Excerpted data:
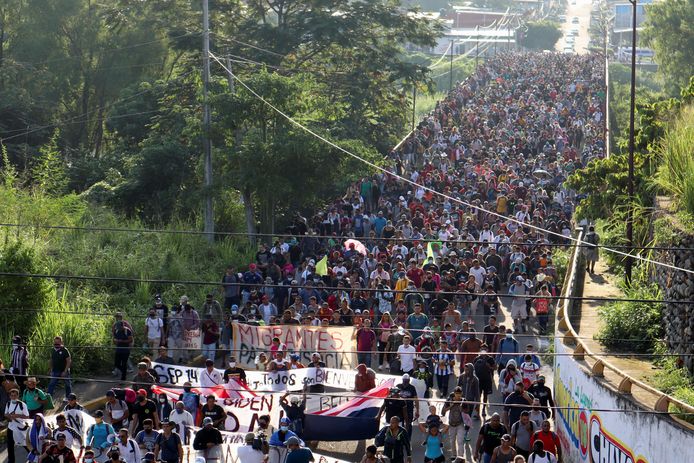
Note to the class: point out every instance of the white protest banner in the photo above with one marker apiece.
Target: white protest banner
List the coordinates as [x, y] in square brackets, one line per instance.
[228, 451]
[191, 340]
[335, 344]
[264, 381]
--
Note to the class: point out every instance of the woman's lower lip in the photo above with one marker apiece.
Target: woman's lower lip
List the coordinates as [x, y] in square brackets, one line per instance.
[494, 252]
--
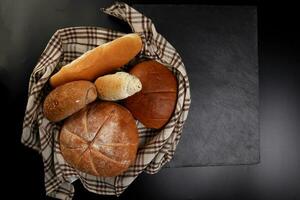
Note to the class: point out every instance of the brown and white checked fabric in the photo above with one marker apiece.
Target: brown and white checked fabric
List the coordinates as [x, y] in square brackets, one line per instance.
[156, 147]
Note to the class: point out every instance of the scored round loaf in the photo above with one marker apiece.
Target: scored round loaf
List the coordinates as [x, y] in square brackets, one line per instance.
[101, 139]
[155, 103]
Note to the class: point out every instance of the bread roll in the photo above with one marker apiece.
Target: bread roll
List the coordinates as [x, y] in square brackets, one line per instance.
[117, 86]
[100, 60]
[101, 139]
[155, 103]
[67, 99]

Task to carry out: Restate word for word only the lines above from the line containing "Target: brown and white checked fabric" to the line containing "Target: scored round loaf", both of them included.

Answer area:
Target: brown and white checked fabric
List the coordinates as [x, y] in square brackets, one line per instance.
[156, 147]
Note to the class: point out every instance of the scored round loaf in the photo above with one marker apiece.
Target: scored round loaf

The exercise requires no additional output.